START Data for processing
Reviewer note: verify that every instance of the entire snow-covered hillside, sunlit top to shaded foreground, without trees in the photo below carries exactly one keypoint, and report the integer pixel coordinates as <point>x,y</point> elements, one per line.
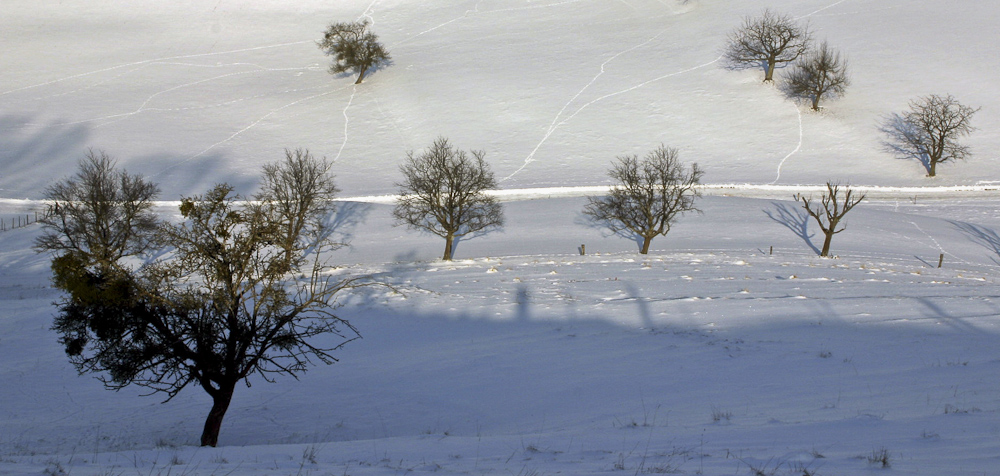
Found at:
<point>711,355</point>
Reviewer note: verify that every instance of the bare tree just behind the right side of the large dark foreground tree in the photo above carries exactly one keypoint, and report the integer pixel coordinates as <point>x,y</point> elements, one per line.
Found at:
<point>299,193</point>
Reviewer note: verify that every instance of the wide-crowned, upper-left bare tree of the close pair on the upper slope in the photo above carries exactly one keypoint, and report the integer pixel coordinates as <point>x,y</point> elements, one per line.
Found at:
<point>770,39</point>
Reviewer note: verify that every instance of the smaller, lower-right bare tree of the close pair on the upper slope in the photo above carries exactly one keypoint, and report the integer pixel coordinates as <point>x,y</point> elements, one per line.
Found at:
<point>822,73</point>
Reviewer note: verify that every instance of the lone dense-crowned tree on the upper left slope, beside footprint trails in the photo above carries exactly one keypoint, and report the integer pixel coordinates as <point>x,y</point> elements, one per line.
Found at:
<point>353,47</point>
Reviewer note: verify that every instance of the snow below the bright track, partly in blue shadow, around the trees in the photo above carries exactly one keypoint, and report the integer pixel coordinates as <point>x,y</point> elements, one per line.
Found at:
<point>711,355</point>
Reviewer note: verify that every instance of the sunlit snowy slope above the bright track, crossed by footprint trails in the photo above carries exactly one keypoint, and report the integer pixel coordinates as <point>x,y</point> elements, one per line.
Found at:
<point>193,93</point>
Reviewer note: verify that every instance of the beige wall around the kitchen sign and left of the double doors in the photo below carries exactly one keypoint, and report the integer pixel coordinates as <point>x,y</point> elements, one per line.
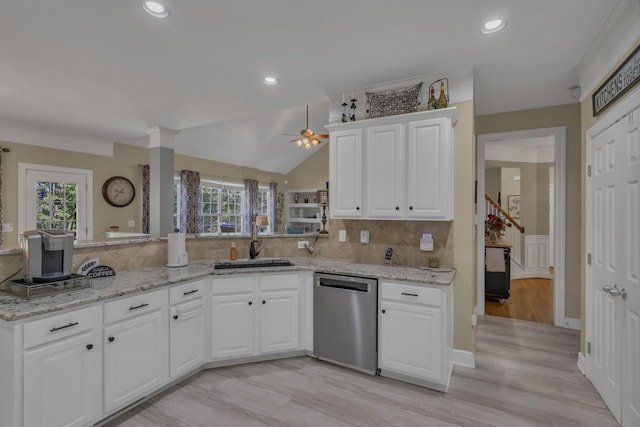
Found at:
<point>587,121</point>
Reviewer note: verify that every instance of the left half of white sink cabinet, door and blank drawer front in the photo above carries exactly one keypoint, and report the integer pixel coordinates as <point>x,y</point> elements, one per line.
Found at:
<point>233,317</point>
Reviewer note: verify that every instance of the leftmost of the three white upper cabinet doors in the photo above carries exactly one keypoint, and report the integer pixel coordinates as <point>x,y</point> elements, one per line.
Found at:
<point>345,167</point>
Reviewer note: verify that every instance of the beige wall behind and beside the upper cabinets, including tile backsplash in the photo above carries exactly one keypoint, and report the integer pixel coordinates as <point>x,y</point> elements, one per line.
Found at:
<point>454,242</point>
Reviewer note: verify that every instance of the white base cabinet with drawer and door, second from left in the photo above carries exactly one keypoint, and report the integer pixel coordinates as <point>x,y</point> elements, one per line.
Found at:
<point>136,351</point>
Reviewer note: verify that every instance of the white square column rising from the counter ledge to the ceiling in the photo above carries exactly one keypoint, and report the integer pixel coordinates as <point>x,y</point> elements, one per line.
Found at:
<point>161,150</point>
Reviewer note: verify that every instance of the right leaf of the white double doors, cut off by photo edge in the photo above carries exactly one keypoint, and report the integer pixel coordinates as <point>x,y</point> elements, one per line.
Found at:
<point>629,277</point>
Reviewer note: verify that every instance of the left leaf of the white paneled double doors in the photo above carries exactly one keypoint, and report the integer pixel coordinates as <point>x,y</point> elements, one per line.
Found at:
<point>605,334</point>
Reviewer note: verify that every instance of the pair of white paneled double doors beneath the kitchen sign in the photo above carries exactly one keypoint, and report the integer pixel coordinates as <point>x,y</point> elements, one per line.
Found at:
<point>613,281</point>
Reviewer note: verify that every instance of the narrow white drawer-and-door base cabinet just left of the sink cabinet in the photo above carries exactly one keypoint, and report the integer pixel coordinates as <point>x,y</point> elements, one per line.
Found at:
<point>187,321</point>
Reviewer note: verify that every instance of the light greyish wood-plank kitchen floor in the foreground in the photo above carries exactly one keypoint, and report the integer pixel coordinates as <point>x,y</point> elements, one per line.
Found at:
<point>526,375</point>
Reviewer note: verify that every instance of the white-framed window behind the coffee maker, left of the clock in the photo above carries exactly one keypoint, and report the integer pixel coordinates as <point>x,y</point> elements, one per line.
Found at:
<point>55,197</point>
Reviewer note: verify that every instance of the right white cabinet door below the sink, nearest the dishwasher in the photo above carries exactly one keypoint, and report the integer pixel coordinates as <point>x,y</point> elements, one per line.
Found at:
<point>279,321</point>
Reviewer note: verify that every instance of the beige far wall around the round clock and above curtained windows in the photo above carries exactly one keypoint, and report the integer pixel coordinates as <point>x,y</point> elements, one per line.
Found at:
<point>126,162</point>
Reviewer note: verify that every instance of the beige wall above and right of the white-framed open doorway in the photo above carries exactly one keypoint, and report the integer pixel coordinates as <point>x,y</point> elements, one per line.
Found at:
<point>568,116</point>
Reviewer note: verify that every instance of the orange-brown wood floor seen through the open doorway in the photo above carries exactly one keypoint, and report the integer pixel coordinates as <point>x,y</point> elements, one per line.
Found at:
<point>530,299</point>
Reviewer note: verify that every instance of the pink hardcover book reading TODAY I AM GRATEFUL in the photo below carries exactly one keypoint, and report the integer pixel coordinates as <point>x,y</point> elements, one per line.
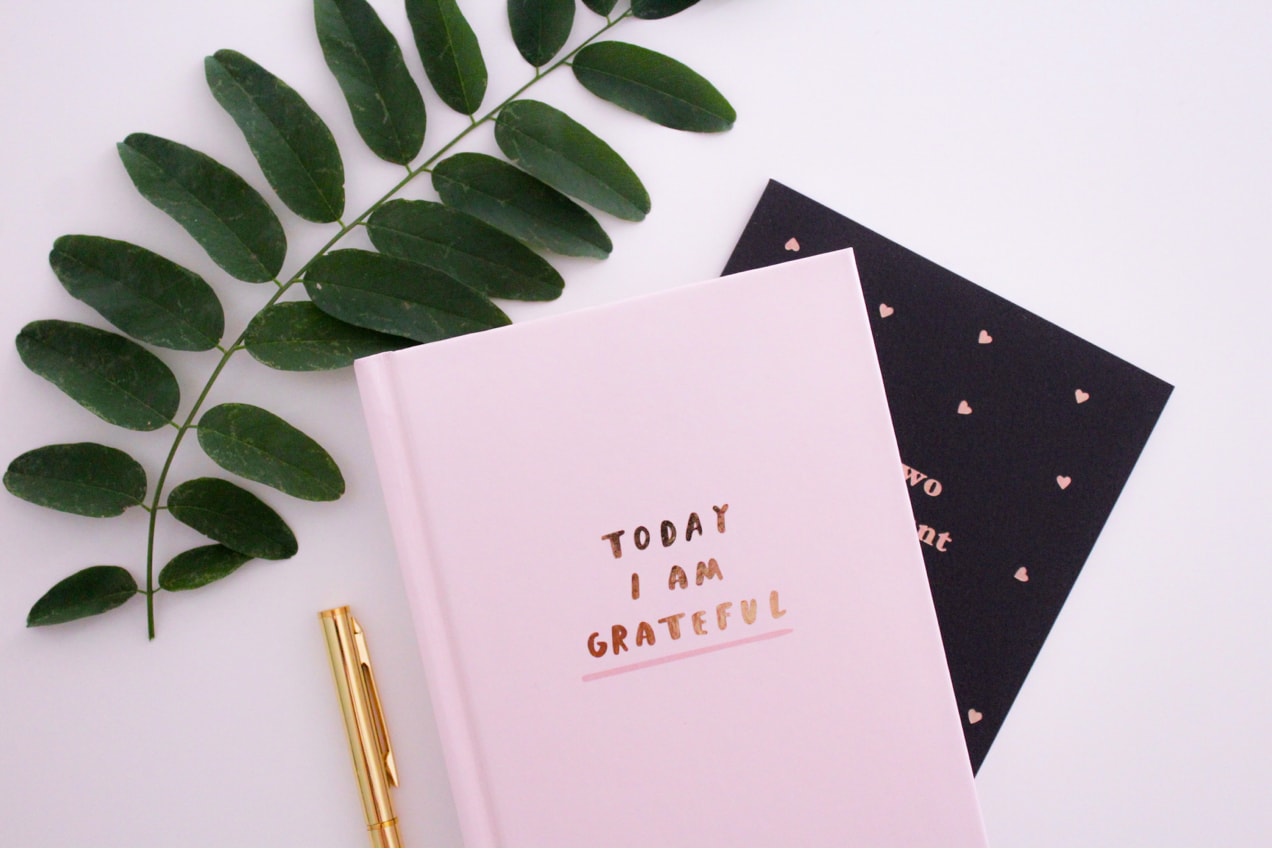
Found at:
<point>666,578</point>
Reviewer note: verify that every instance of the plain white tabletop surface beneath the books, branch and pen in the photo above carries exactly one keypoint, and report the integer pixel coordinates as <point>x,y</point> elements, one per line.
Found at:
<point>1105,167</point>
END Data for processing
_Task brief_. Provide the listing above once more, exactly, with the pictures removed.

_Response below_.
Reviewer note: verify that every instance of the entire snow-covered hillside, sunlit top to shaded foreground, without trees in the photo below carries exactly one keypoint, and report the integer pixel coordinates as <point>x,y</point> elements, one per line.
Found at:
<point>711,355</point>
Reviewer note: verify that every instance of the bare tree just behind the right side of the large dark foreground tree in the photo above carries exactly one keypoint, and report the integer pixel coordinates as <point>x,y</point> elements, one per line.
Found at:
<point>299,193</point>
Reviewer note: verify that every instance of the wide-crowned, upper-left bare tree of the close pair on the upper slope in the photo above carries exactly one keypoint, and report the integer pixel coordinates as <point>x,y</point> elements, one per line.
Found at:
<point>770,39</point>
Reviewer note: verify that every instance of the smaller, lower-right bare tree of the close pair on the upper slope in the photo above carries exactly one keypoint, and report the integer pixel coordinates as <point>x,y</point> elements, one per line.
Found at:
<point>822,73</point>
Reviewer note: verify that every instance of the lone dense-crowned tree on the upper left slope, beside footprint trails in the photo above carries exactly one keypoint, and report the integer pixel coordinates as <point>x,y</point> elements, one per line.
Found at:
<point>353,47</point>
Reviewer note: verify that every instance of the snow below the bright track, partly in blue shadow, around the trees in the photo above carries exactly one keypoint, and report the integer pixel coordinates as <point>x,y</point> elements, one per line.
Found at:
<point>711,355</point>
Reviewer note: verify that every instance of the sunlit snowy slope above the bright track, crossed by footprint trails in the photo above carries exactly one keypoint, and report the integer pixel coordinates as <point>x,y</point> elements, one per line.
Found at:
<point>193,93</point>
Reviewer note: verify that every instance of the beige wall around the kitchen sign and left of the double doors in the photo below carries exactly one keypoint, and report the integer pixel coordinates as <point>x,y</point> elements, one per line.
Found at:
<point>587,121</point>
Reviewer note: verify that every instance of the left half of white sink cabinet, door and blank drawer front in the photo above carries exactly one keypoint, and report the integer pixel coordinates as <point>x,y</point> elements, one per line.
Found at:
<point>233,317</point>
Reviewer note: verify that every instance of the leftmost of the three white upper cabinet doors in the photo above carries exactly one keypoint, and report the integer pixel coordinates as <point>x,y</point> elements, one per line.
Found at:
<point>345,167</point>
Reviewer note: verify that every instance of the beige wall behind and beside the upper cabinets, including tile backsplash in the photo above carries exactly one keypoint, and report the integer pixel coordinates as <point>x,y</point> elements, one per line.
Found at:
<point>454,242</point>
Reviewer note: verify that every instance of the white base cabinet with drawer and door, second from left in the photo above carries exactly one keypoint, and report the integer pixel coordinates as <point>x,y</point> elements, one per line.
Found at:
<point>136,351</point>
Reviewer note: verify that every instance of the white square column rising from the counter ledge to the ceiling in the photo above carries exactly one keypoint, and report the integer pixel coordinates as <point>x,y</point> elements, one per line.
Found at:
<point>161,150</point>
Reviewer note: verify that every instance of the right leaf of the white double doors, cut off by photo edge in the photo above carries exactly one keypoint, and report the integer pixel coordinates as <point>x,y</point> elements, one per line.
Found at:
<point>629,277</point>
Reviewer note: verify that every instance of the left leaf of the white paneled double doors in the photo above carries exactly one keypoint, and report the integer pixel coordinates as <point>x,y</point> elements, one per line.
Found at:
<point>605,334</point>
Reviewer note: verify that every instance of the pair of white paneled double doors beneath the kitchen sign in the photo above carries exactly one keypoint, and report the integer pixel coordinates as <point>x,y</point> elements, one per line.
Found at:
<point>613,281</point>
Reviewer note: verify that every instance of the narrow white drawer-and-door base cabinet just left of the sink cabinet in the photo above carries exactly one keypoint, and report the integer pixel coordinates as <point>x,y</point> elements, one per line.
Found at:
<point>187,321</point>
Reviewer note: verify that every instance of the light greyish wood-plank kitchen floor in the foreground in the photo above carries exactly one keypoint, and report the integer pixel coordinates as <point>x,y</point> elements, one per line.
Found at:
<point>526,375</point>
Reviewer note: verify that every instance of the white-framed window behind the coffee maker, left of the clock in the photo above carries exactly one keypoint, and report the integer pixel coordinates as <point>x,y</point> elements, one per line.
Found at:
<point>55,197</point>
Reviewer note: verify that every instance of the right white cabinet door below the sink, nearest the dishwasher in the photo above carries exactly one keypoint, and report the integer pixel coordinates as <point>x,y</point> elements, one per line.
Found at:
<point>279,321</point>
Reviewer note: verify that every instance of the beige far wall around the round clock and above curtained windows in the photo above carries exactly one keypoint, and report the integer pixel coordinates as <point>x,y</point> elements, one per line.
Found at:
<point>126,162</point>
Reviewer note: verify that every instance of the beige wall above and right of the white-framed open doorway in the photo above carries exactly one keypoint, and report the integer pixel coordinates as <point>x,y</point> elements, one per line.
Found at:
<point>568,116</point>
Reviewer note: verify that every instance of the orange-brown wood floor seen through the open doorway in the photo above carries exactly one keypoint, and report the integer pixel coordinates as <point>x,y</point> elements, one per line.
Found at:
<point>530,299</point>
Reviewer note: verify that every instance of the pink hardcover book reading TODAY I AM GRATEFUL in the photo below carries exactly one keypoint, and report the integer pixel coordinates as <point>x,y</point> elements, one per line.
Found at:
<point>666,578</point>
Reviewer note: verify that every instance of the plain white tabletop surface beneath the books, branch and pen in the photo above carries exactly one keypoint, and report the integer pixel coordinates as <point>x,y</point> elements, one per line.
Found at:
<point>1105,167</point>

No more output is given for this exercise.